> _CONSIGNE_
Répondez à ces questions à partir de l'extrait de page :
(a) Quel nom précède la première question posée ?
(b) Comment Hervé Moritz qualifie-t-il la campagne qu'il a menée ?
(c) Qui cette campagne visait-elle à inclure ?

> _EXTRAIT DE PAGE_
----------------------------------------

Le Taurillon : Après une campagne assez intense, quel est ton regard sur les dernières semaines écoulées ?
Hervé Moritz : Cette campagne était un moment assez unique pour l’association et ses membres. C’était l’occasion de se retrouver, de réfléchir ensemble à ce que nous voulons construire, à ses forces et aux difficultés que connaît le Mouvement, et de pouvoir y trouver des réponses de manière collective. La campagne que j’ai menée était participative et visait à inclure l’ensemble des membres du Mouvement Européen. Les nombreux échanges entre les membres et les différents candidats ont permis au réseau du Mouvement Européen de réfléchir au rôle de l’association et à la manière de renforcer ses actions et leur impact.
Quels étaient tes constats au sujet du Mouvement Européen au début de la campagne ?

----------------------------------------

[Annotations de segmentation]
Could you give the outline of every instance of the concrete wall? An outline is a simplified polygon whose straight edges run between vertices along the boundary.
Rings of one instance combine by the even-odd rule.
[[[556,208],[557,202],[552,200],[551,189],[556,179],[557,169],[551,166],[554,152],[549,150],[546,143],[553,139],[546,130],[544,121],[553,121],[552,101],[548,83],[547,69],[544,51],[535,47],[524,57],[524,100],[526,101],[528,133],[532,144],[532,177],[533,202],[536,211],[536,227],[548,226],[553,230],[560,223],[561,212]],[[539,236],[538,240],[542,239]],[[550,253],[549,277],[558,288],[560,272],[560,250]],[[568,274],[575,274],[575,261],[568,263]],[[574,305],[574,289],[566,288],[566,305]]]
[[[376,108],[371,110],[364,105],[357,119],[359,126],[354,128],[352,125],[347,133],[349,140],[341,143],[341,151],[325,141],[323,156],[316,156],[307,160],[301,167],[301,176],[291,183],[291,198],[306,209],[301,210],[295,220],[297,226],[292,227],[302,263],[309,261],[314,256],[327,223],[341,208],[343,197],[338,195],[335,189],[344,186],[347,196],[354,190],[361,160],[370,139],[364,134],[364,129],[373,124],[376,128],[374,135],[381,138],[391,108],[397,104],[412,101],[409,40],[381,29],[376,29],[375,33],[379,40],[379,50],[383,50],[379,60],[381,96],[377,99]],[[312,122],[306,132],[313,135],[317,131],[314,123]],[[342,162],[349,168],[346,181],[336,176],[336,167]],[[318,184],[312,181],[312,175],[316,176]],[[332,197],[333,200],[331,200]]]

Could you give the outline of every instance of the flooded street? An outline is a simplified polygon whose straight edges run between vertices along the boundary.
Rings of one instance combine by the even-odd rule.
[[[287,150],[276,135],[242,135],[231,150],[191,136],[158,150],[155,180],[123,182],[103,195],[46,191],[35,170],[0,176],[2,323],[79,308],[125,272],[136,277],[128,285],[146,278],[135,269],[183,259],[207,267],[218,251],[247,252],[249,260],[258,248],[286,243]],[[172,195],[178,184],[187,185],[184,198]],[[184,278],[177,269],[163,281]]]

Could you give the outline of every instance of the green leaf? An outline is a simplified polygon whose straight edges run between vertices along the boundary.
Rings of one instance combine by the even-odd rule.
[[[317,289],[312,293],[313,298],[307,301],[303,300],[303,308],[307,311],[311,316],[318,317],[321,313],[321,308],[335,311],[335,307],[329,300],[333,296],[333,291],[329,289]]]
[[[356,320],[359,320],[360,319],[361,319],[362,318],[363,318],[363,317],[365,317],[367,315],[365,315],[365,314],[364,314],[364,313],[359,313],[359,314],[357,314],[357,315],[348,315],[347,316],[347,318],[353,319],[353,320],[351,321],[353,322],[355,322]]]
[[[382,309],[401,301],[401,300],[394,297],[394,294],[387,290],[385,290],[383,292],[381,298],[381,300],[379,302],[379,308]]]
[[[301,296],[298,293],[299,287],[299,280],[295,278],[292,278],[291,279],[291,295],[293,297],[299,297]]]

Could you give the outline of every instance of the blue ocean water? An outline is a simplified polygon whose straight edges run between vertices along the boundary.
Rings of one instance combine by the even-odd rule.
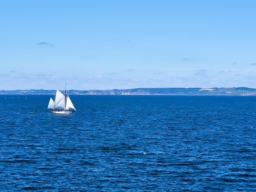
[[[0,96],[1,191],[256,189],[256,97],[70,95],[68,115],[49,99]]]

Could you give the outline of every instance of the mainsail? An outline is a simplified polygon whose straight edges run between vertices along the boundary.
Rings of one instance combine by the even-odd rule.
[[[69,108],[73,109],[76,111],[75,107],[74,106],[72,102],[71,102],[70,99],[68,95],[67,96],[67,102],[66,102],[66,110],[69,110]]]
[[[59,103],[62,100],[62,99],[65,99],[65,96],[63,94],[61,93],[58,90],[57,90],[56,95],[55,97],[55,106],[57,106]],[[65,100],[64,100],[65,103]],[[65,106],[65,105],[64,105]]]
[[[65,97],[63,97],[58,104],[55,106],[56,109],[65,109]]]
[[[68,95],[67,95],[67,92],[65,92],[64,95],[58,90],[56,91],[55,101],[51,98],[50,101],[49,102],[47,109],[52,109],[52,111],[53,113],[56,112],[56,113],[67,113],[68,112],[68,113],[72,113],[72,111],[76,111],[70,99],[69,98]]]
[[[49,102],[48,108],[47,109],[54,109],[55,102],[52,100],[52,98],[50,99],[50,101]]]

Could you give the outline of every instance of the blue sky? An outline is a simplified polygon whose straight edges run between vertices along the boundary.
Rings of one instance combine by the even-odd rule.
[[[2,1],[0,90],[256,88],[256,1]]]

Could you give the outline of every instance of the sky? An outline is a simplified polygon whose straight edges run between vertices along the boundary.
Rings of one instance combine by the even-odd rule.
[[[256,1],[1,1],[0,90],[256,88]]]

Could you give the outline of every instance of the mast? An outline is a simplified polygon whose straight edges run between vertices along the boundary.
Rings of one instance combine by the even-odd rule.
[[[65,86],[65,110],[66,110],[67,106],[67,83],[66,85]]]

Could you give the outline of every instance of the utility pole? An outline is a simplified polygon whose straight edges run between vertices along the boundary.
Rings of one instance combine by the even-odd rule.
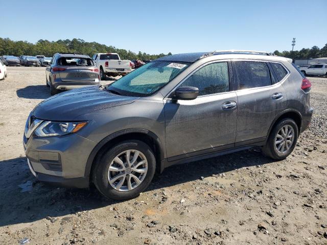
[[[292,52],[293,52],[293,50],[294,48],[294,46],[295,45],[295,38],[293,38],[293,40],[292,41]]]

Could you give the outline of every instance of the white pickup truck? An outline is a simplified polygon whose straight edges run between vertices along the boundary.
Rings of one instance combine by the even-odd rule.
[[[115,53],[95,54],[92,59],[100,70],[102,80],[105,80],[107,75],[113,77],[125,75],[134,70],[130,60],[122,60],[118,54]]]
[[[327,64],[315,64],[308,67],[300,67],[299,69],[305,76],[326,76],[327,77]]]

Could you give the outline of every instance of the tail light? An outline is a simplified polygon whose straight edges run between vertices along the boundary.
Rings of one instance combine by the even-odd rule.
[[[99,69],[97,68],[94,68],[93,69],[90,69],[91,71],[94,71],[95,72],[99,72]]]
[[[54,71],[63,71],[64,70],[66,70],[66,68],[62,67],[53,67],[52,70]]]
[[[302,80],[302,86],[301,88],[302,89],[305,89],[306,88],[310,88],[311,87],[311,82],[307,78],[305,78]]]

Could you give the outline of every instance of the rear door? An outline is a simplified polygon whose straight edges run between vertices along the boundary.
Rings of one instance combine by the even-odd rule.
[[[288,74],[282,64],[272,65]],[[281,72],[277,78],[265,61],[236,60],[232,66],[238,100],[236,146],[264,140],[276,116],[286,108],[286,93],[279,82],[287,76]]]
[[[229,62],[205,64],[180,86],[199,88],[192,101],[165,99],[166,149],[174,160],[234,146],[237,97]]]

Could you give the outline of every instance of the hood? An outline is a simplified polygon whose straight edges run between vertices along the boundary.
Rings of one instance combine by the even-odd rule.
[[[19,60],[18,59],[6,59],[6,61],[9,61],[10,62],[19,62]]]
[[[92,111],[134,102],[138,97],[121,96],[98,86],[74,89],[42,101],[34,109],[36,118],[52,120],[72,120]]]

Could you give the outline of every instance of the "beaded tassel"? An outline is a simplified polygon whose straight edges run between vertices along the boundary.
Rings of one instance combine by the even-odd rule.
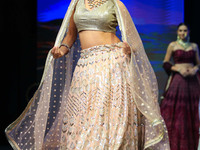
[[[90,9],[92,8],[96,8],[99,7],[101,5],[103,5],[104,3],[106,3],[108,0],[88,0],[88,5],[90,7]]]

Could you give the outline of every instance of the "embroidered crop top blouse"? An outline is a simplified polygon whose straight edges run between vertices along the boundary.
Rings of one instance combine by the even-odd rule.
[[[115,33],[118,25],[115,6],[110,0],[92,10],[85,7],[84,0],[79,0],[74,13],[74,22],[78,32],[94,30]]]
[[[173,52],[173,59],[175,64],[181,64],[181,63],[196,64],[195,58],[196,58],[195,50],[185,51],[182,49],[178,49]]]

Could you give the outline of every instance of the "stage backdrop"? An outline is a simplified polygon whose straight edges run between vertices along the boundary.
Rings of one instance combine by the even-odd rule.
[[[176,26],[184,20],[184,0],[121,0],[128,8],[156,72],[162,95],[167,75],[162,61],[168,44],[176,40]],[[70,0],[38,0],[38,82],[49,49],[54,45]]]

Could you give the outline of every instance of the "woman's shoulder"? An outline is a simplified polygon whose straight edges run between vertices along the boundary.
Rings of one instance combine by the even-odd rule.
[[[118,3],[119,7],[124,7],[124,6],[125,6],[124,3],[123,3],[122,1],[120,1],[120,0],[116,0],[116,1],[117,1],[117,3]]]
[[[198,45],[196,43],[191,43],[194,50],[198,50]]]
[[[169,47],[175,47],[176,46],[176,41],[172,41],[171,43],[169,43]]]

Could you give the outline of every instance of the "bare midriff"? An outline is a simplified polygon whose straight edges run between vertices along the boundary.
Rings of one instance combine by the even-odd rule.
[[[120,42],[120,39],[114,33],[102,31],[81,31],[79,38],[82,49]]]

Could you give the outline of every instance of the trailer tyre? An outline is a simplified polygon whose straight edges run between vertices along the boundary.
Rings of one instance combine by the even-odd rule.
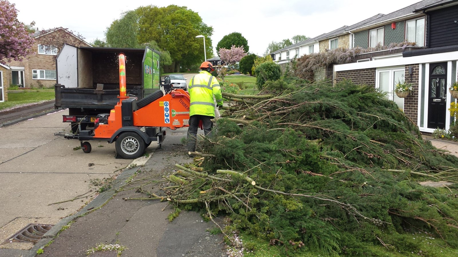
[[[92,147],[91,146],[91,144],[88,142],[83,142],[81,143],[81,149],[83,150],[83,151],[87,154],[88,154],[91,152],[91,150],[92,150]]]
[[[151,94],[148,95],[148,96],[144,97],[143,99],[137,101],[137,108],[139,109],[143,108],[147,105],[148,105],[152,102],[164,96],[164,92],[160,90],[158,90],[154,93],[152,93]]]
[[[135,132],[124,132],[116,139],[116,151],[124,159],[136,159],[145,151],[145,141]]]

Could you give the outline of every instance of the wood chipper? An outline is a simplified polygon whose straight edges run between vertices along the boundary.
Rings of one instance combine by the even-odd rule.
[[[172,90],[170,79],[166,77],[164,91],[156,91],[142,99],[126,96],[125,58],[119,54],[120,96],[109,113],[97,115],[94,128],[78,129],[66,134],[68,139],[77,139],[85,153],[91,152],[90,140],[116,142],[118,154],[125,159],[141,156],[153,141],[160,146],[165,137],[165,128],[174,130],[189,126],[189,94],[182,89]]]

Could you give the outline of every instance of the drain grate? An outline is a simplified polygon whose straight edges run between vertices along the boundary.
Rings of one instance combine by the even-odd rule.
[[[36,243],[41,239],[54,225],[31,223],[5,241],[13,242],[32,242]]]

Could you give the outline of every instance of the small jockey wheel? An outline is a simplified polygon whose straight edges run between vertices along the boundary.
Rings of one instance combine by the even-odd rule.
[[[88,142],[83,142],[81,141],[81,149],[83,150],[83,151],[87,154],[88,154],[91,152],[91,150],[92,150],[92,147],[91,147],[91,144]]]

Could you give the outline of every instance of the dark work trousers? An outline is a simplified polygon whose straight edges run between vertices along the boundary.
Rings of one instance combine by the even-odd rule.
[[[189,117],[189,127],[188,128],[188,151],[194,152],[196,150],[196,141],[197,136],[197,128],[198,128],[199,121],[202,120],[202,125],[203,126],[203,133],[206,136],[211,135],[212,129],[213,128],[213,123],[210,119],[214,118],[213,116],[200,115],[196,114]]]

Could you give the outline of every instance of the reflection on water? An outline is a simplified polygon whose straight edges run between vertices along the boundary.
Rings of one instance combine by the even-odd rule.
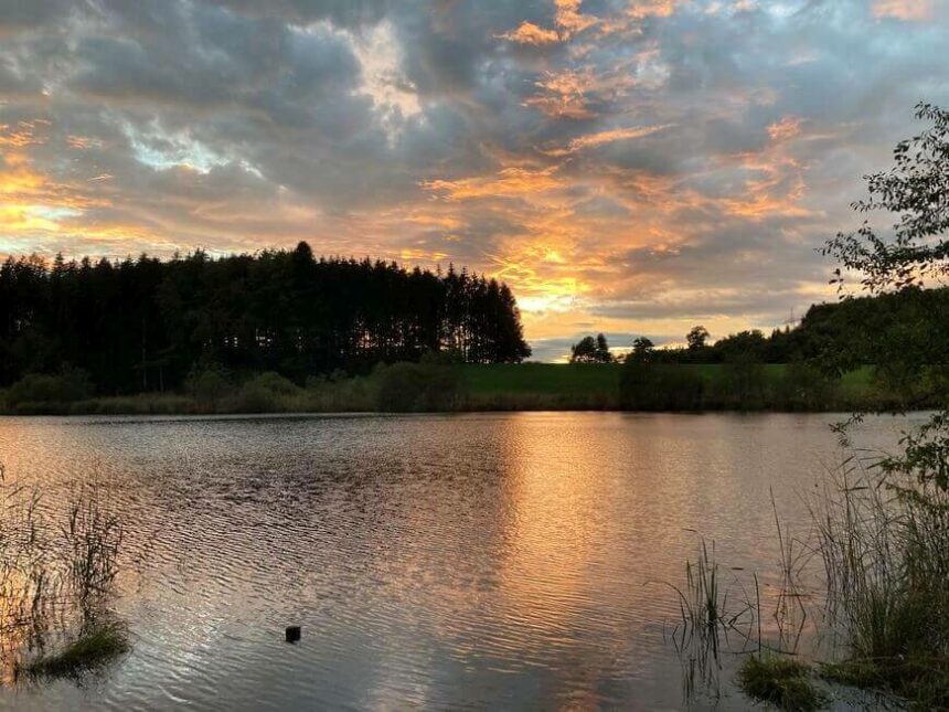
[[[93,474],[108,486],[134,639],[82,688],[0,705],[680,708],[661,582],[695,532],[722,562],[775,570],[769,492],[806,525],[797,493],[835,456],[831,421],[0,419],[0,459],[41,507]],[[860,444],[895,433],[875,421]],[[726,686],[719,705],[744,701]]]

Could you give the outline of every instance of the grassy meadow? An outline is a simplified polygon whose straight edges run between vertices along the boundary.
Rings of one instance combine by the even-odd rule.
[[[204,372],[180,393],[70,397],[41,376],[0,392],[8,414],[168,415],[438,411],[845,411],[891,405],[862,368],[828,381],[788,364],[662,364],[640,375],[637,393],[621,364],[396,363],[361,376],[296,384],[276,373],[239,378]]]

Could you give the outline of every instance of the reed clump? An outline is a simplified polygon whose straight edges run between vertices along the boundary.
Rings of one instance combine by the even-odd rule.
[[[100,623],[122,542],[107,488],[95,480],[74,488],[61,521],[42,504],[38,487],[8,482],[0,469],[0,671],[14,679],[40,661],[35,671],[50,674],[94,667],[127,646],[124,628]],[[46,653],[63,639],[62,650]],[[21,662],[36,650],[39,658]]]
[[[764,653],[745,658],[738,687],[748,697],[779,710],[819,710],[827,695],[814,684],[810,666],[787,656]]]
[[[823,674],[949,706],[949,492],[850,460],[814,521],[828,614],[847,653]]]
[[[100,669],[131,649],[128,633],[116,623],[97,623],[82,630],[57,652],[41,655],[17,666],[17,676],[76,678]]]

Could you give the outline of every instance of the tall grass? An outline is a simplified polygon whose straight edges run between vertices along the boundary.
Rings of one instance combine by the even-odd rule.
[[[63,641],[74,647],[70,659],[95,648],[85,638],[99,629],[119,572],[122,528],[105,488],[95,481],[76,488],[60,521],[41,500],[36,487],[10,482],[0,469],[0,670],[7,680]]]
[[[949,706],[949,493],[850,459],[813,509],[828,615],[846,655],[827,673]]]
[[[939,479],[851,457],[809,500],[813,530],[803,541],[782,527],[774,496],[771,506],[780,551],[774,610],[761,602],[757,573],[753,595],[737,578],[723,585],[728,570],[714,545],[710,553],[703,542],[685,565],[675,591],[681,628],[690,631],[676,640],[689,652],[686,688],[696,668],[714,670],[723,652],[750,652],[739,668],[742,689],[782,709],[813,709],[822,695],[810,667],[787,657],[808,623],[820,635],[806,658],[829,655],[820,665],[827,680],[949,709],[949,491]],[[803,588],[804,580],[815,588]],[[723,647],[727,634],[743,645]]]

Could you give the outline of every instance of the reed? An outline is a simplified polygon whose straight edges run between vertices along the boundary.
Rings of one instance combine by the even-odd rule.
[[[77,487],[62,521],[41,504],[38,487],[0,468],[0,669],[13,679],[95,667],[125,636],[102,623],[122,542],[107,488]]]

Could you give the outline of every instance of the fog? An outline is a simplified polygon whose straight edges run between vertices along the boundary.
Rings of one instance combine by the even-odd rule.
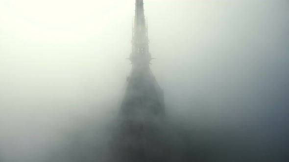
[[[81,132],[83,145],[105,145],[131,68],[134,3],[0,0],[0,162],[48,161]],[[286,161],[289,1],[144,0],[144,8],[168,117],[189,136],[226,143],[216,152],[242,143]]]

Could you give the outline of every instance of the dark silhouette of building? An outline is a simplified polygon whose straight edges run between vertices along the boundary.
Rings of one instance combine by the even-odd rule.
[[[152,58],[143,0],[136,0],[135,6],[129,57],[132,68],[127,78],[113,147],[118,161],[163,162],[168,151],[161,133],[164,94],[149,67]]]

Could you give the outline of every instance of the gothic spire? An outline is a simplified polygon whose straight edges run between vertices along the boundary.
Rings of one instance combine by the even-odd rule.
[[[144,18],[144,0],[136,0],[135,5],[132,51],[130,60],[135,67],[148,67],[151,59],[148,51],[148,38]]]

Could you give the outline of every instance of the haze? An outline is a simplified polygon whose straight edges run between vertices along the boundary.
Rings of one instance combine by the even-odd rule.
[[[188,129],[256,138],[282,161],[289,1],[145,0],[144,7],[168,116]],[[73,129],[117,112],[134,11],[133,0],[0,0],[0,162],[41,161]]]

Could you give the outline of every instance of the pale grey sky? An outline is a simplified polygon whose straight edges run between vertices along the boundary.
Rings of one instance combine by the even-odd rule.
[[[284,122],[288,0],[144,3],[151,68],[172,116],[209,125]],[[114,111],[130,71],[134,10],[133,0],[0,0],[4,158],[27,160],[63,130]]]

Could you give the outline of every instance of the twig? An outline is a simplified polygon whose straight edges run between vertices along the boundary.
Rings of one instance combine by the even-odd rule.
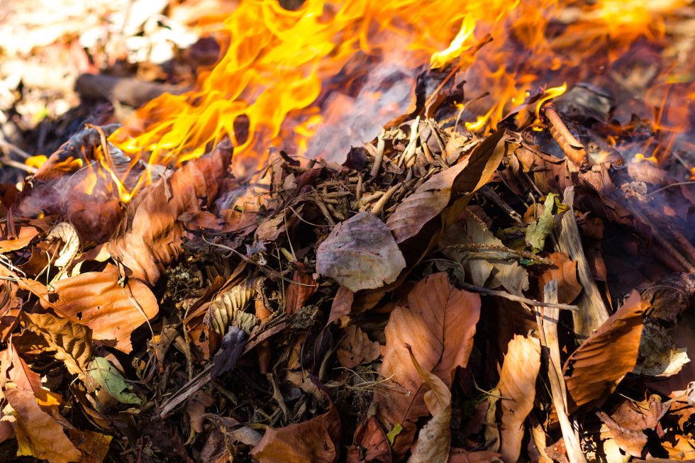
[[[377,152],[374,154],[374,165],[369,172],[369,177],[372,179],[376,178],[379,174],[379,169],[382,167],[382,161],[384,160],[384,148],[386,147],[386,140],[384,140],[384,131],[382,128],[377,138]]]
[[[521,296],[516,296],[504,291],[488,289],[487,288],[477,286],[474,284],[470,284],[469,283],[461,283],[461,286],[466,289],[469,289],[470,291],[474,291],[477,293],[487,294],[488,296],[499,296],[499,297],[504,297],[505,299],[509,299],[510,301],[514,301],[515,302],[523,302],[537,307],[553,307],[560,310],[569,311],[570,312],[576,312],[577,311],[579,310],[579,307],[571,304],[562,304],[556,302],[540,302],[540,301],[534,301],[533,299],[529,299],[528,298]]]
[[[567,126],[562,122],[552,105],[549,104],[545,106],[545,117],[550,122],[549,128],[550,135],[562,149],[567,159],[578,167],[589,164],[589,154],[586,152],[586,148],[569,133]]]

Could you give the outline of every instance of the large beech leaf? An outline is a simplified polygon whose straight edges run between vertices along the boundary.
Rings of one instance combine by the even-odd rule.
[[[201,203],[212,206],[231,158],[231,147],[218,145],[209,156],[194,160],[144,189],[128,204],[116,235],[109,242],[111,255],[153,285],[182,250],[183,223],[195,216]]]
[[[400,244],[418,235],[452,204],[456,199],[454,193],[472,193],[487,183],[502,160],[504,150],[496,148],[504,135],[504,130],[492,134],[470,156],[433,176],[399,204],[387,221],[396,242]],[[462,208],[464,206],[460,205]]]
[[[374,391],[374,400],[382,423],[389,428],[403,427],[393,445],[398,457],[415,437],[415,421],[428,414],[426,388],[410,359],[408,346],[423,369],[450,387],[456,367],[468,363],[479,316],[480,297],[455,288],[445,272],[418,282],[408,295],[407,307],[391,313],[379,372],[387,379]]]
[[[625,303],[567,359],[562,373],[577,406],[611,392],[635,367],[643,315],[648,307],[649,303],[633,291]]]
[[[125,352],[132,350],[130,333],[159,310],[155,295],[143,283],[131,279],[125,287],[118,284],[118,269],[112,264],[59,280],[54,291],[58,315],[89,327],[94,340],[111,342]]]
[[[63,427],[36,403],[28,391],[10,389],[5,398],[16,412],[18,454],[48,459],[50,463],[80,461],[82,456],[63,432]]]
[[[369,212],[339,223],[316,250],[316,272],[352,291],[392,283],[405,267],[389,228]]]
[[[533,338],[516,335],[509,341],[497,389],[503,398],[500,425],[500,449],[505,463],[518,459],[523,437],[523,421],[533,409],[535,379],[540,371],[540,342]],[[508,400],[511,399],[511,400]]]
[[[335,463],[340,457],[343,426],[333,402],[328,413],[279,429],[267,428],[251,454],[260,463]]]
[[[48,343],[48,350],[56,352],[67,371],[79,374],[91,359],[91,330],[84,325],[50,313],[26,313],[29,328]]]

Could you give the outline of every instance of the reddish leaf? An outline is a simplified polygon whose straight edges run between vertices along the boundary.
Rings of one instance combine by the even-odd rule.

----------------------------------------

> _RÉSULTAT_
(a) Le Taurillon
(b) Participative
(c) L'ensemble des membres du Mouvement Européen